- Name also: Rat-tail Plantain, Broadleaf Plantain
- Family: Plantain Family – Plantaginaceae
- Growing form: Perennial herb.
- Height: 5–30 cm (2–12 in.). Stem leafless, with arching base–straight, round–slightly bristly, tough, pliant scape.
- Flower: Corolla regular (actinomorphic), yellowish brown, small, fused, 4-lobed; lobes membranous, with blunt tips, approx. 1 mm (0.04 in.) long. Calyx 4-lobed. Stamens 4, filaments long, anthers initially purple, later brown. Gynoecium fused, a single carpel. Carpels mature before stamens (protogynous). Inflorescence a dense, narrowly cylindrical spike.
- Leaves: In basal rosette, stalked. Blade ovate–elliptic, usually quite round–cordate-based, with entire margins–toothed, virtually glabrous, parallel-veined, thick, dark green.
- Fruit: Elliptic, glossy, greyish, circumscissile capsule.
- Habitat: Yards, lawns, roadsides, banks, paths, fields, pastures, waste ground, shores.
- Flowering time: July–September.
Greater plantain’s rise in Finland and practically everywhere that has a similar climate as one of the most common and abundant plants around inhabited areas is based on its astonishing ability to stand human turmoil. Its thickish, veined leaves can withstand being vigorously trampled, and the flowering stem that holds up the spike is even stronger than the leaves. Greater plantain is otherwise highly adaptable and diverse. The plant is able to cling on in cramped and dry cracks in the pavement or it can grow in verdant gardens with a dinner-plate sized rosette and a hand-span high inflorescence.
Greater plantain creates an amazing amount of seeds, with a single plant producing over 20,000 in a summer, and it spreads equally efficiently with domestic animals, people and vehicles. The surface of the seeds becomes sticky when damp, so they stick easily and unnoticeably to passers-by. Native Americans named the plant after white men’s footprints because it spread throughout America wherever they went. In Finland it is known as ‘iron leaf’, which is probably in honour of its durability. It is also commonly known as ‘plaster leaf’ because it is a handy natural bandage: it softens slightly when it is crumpled, wet with spittle and pressed onto the wound. Infected wounds were earlier treated with greater plantain, whose leaves contain real antibiotics and anti-inflammatory compounds.
Greater plantain’s subspecies ssp. major grows in cultural places and has arrived in Finland with people, perhaps already with the first settlers. There is another species which is totally native to Finland, ssp. intermedia, which grows on coastlines with arching scapes, short spikes and leaves which are toothed at least from the base and altogether narrower than the subspecies that grow in yards.

- **Work order**
List the physical characteristics that the greater plantain description gives for the subspecies ssp. intermedia. The data that follow are separate material and do not relate to the greater plantain description.

- **Data**
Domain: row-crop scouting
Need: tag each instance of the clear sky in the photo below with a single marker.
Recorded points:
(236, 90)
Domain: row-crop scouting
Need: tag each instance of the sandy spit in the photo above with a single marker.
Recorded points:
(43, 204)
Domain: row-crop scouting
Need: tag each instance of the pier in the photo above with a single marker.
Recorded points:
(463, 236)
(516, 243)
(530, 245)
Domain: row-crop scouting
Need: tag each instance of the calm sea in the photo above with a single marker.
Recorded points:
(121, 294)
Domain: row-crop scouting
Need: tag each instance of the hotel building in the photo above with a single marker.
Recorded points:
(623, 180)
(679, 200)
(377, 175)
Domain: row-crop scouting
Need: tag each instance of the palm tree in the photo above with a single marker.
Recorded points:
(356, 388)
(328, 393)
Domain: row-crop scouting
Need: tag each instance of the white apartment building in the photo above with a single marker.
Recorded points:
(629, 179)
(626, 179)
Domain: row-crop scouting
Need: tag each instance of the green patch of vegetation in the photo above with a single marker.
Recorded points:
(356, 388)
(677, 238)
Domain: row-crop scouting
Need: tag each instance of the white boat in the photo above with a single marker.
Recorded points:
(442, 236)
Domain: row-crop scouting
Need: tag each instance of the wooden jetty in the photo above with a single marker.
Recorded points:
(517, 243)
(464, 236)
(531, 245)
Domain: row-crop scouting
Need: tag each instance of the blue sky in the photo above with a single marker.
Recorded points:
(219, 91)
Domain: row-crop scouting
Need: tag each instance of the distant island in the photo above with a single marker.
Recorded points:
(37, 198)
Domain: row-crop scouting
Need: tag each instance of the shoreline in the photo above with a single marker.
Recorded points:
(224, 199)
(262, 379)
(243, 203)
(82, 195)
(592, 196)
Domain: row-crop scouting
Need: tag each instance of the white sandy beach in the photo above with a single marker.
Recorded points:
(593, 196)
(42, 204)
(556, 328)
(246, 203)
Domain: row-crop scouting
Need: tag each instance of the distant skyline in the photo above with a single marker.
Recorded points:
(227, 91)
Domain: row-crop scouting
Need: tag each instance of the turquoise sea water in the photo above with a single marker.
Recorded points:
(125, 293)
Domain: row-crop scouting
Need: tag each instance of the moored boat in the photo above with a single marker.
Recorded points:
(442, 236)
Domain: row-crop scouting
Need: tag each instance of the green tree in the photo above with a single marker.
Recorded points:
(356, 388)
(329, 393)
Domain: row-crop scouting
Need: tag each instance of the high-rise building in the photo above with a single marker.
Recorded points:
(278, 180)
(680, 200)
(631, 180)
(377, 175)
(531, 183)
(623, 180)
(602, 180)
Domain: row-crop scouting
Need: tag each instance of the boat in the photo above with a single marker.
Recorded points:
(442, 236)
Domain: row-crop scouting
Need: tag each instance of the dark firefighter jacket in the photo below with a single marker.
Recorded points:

- **Your response**
- Arching scapes
- Short spikes
- Leaves toothed at least from the base
- Leaves altogether narrower than those of the subspecies that grow in yards